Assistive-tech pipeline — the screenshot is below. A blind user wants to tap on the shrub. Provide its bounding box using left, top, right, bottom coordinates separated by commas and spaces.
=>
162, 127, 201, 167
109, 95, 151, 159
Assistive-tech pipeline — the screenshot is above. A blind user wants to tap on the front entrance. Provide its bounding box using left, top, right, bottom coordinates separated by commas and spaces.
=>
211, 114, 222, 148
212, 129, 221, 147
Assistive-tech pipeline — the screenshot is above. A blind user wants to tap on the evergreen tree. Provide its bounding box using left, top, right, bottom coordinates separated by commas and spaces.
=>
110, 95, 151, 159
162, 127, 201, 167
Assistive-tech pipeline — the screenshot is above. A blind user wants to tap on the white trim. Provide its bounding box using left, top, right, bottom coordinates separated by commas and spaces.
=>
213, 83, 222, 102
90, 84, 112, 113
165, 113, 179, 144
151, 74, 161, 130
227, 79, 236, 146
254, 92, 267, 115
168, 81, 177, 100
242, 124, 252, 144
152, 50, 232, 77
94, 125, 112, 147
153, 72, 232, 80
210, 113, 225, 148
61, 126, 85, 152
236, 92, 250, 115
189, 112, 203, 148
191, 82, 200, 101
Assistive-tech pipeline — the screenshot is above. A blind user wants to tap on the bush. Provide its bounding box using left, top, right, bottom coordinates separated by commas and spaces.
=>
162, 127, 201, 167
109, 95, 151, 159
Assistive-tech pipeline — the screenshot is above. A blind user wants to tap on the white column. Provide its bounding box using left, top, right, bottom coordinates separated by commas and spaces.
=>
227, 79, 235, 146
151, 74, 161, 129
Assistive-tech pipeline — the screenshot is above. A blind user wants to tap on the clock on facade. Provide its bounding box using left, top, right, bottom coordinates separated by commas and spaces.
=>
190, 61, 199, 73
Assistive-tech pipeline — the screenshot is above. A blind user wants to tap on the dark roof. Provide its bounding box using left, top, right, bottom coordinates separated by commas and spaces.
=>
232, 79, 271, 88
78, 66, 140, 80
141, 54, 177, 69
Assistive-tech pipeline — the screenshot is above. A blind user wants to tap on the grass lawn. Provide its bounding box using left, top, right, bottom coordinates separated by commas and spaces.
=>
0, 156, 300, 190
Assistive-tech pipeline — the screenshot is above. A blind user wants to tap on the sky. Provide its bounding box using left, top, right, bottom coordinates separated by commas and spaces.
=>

------------------------

__Problem description__: Set every line of the material above into a Markdown table with two columns, Row and Line. Number the rows in order and omit any blank lines.

__Expected answer__:
| Row | Line |
|---|---|
| 1 | Assistive-tech pipeline — the screenshot is below. A blind user wants to tap on the shrub. Provide its bounding box using left, top, right, bottom coordinates separated by commas and spaces. |
| 2 | => |
| 3 | 162, 127, 201, 167 |
| 4 | 109, 95, 151, 159 |
| 5 | Assistive-tech pipeline — the screenshot is above. A blind user wants to tap on the front entrance. Provide its bounding box using left, top, right, bottom coordinates separated by commas and spaces. |
| 6 | => |
| 7 | 211, 114, 222, 148 |
| 8 | 212, 129, 221, 147 |
| 9 | Assistive-tech pipeline — the screenshot is above. A blind user wants to tap on the evergreen tree. Provide its bounding box using left, top, right, bottom coordinates separated by commas and spaces. |
| 10 | => |
| 11 | 110, 95, 151, 159 |
| 12 | 162, 127, 201, 167 |
| 13 | Assistive-tech pipeline — the screenshot is above. A blind user wants to tap on the white trim. Provide its bounding box using left, top, right, bottom coordinates separated by commas and spaces. |
| 14 | => |
| 15 | 213, 83, 222, 102 |
| 16 | 90, 84, 112, 113 |
| 17 | 165, 113, 179, 144 |
| 18 | 151, 74, 161, 130 |
| 19 | 227, 79, 236, 146 |
| 20 | 254, 92, 267, 115 |
| 21 | 168, 81, 177, 100 |
| 22 | 242, 124, 252, 144 |
| 23 | 152, 50, 232, 77 |
| 24 | 94, 125, 112, 147 |
| 25 | 153, 72, 232, 80 |
| 26 | 210, 113, 225, 148 |
| 27 | 61, 126, 85, 152 |
| 28 | 236, 92, 250, 115 |
| 29 | 189, 112, 203, 148 |
| 30 | 191, 82, 200, 101 |
| 31 | Assistive-tech pipeline — the screenshot is above. A blind user wants to tap on the bush. Provide its bounding box using left, top, right, bottom coordinates separated by commas and spaces. |
| 32 | => |
| 33 | 162, 127, 201, 167 |
| 34 | 109, 95, 151, 159 |
| 35 | Assistive-tech pipeline — the screenshot is above. A blind user wants to tap on the white column. Provide its bounding box using left, top, right, bottom coordinates separated by commas and spaces. |
| 36 | => |
| 37 | 227, 79, 235, 146 |
| 38 | 151, 74, 161, 129 |
| 39 | Assistive-tech pipeline — the screenshot is above. A blind user wants to tap on the clock on facade. Provide its bounding box using left, top, right, bottom coordinates separated by commas and spaces. |
| 40 | => |
| 41 | 190, 61, 199, 73 |
| 42 | Assistive-tech pipeline — the screenshot is above. A blind user wants to tap on the dark roof. Provide its bounding box using left, top, right, bottom coordinates separated by commas and spaces. |
| 43 | => |
| 44 | 232, 79, 271, 88 |
| 45 | 78, 66, 140, 80 |
| 46 | 141, 54, 177, 69 |
| 47 | Assistive-tech pipeline — the screenshot is above. A blind user wants to tap on the grass lawn. Provide its bounding box using left, top, right, bottom coordinates separated by commas and spaces. |
| 48 | => |
| 49 | 0, 156, 300, 190 |
| 50 | Assistive-tech pipeline — the screenshot is above. A blind user wants to tap on the sky. Provide its bounding box using left, top, right, bottom coordinates separated by commas and spaces. |
| 51 | => |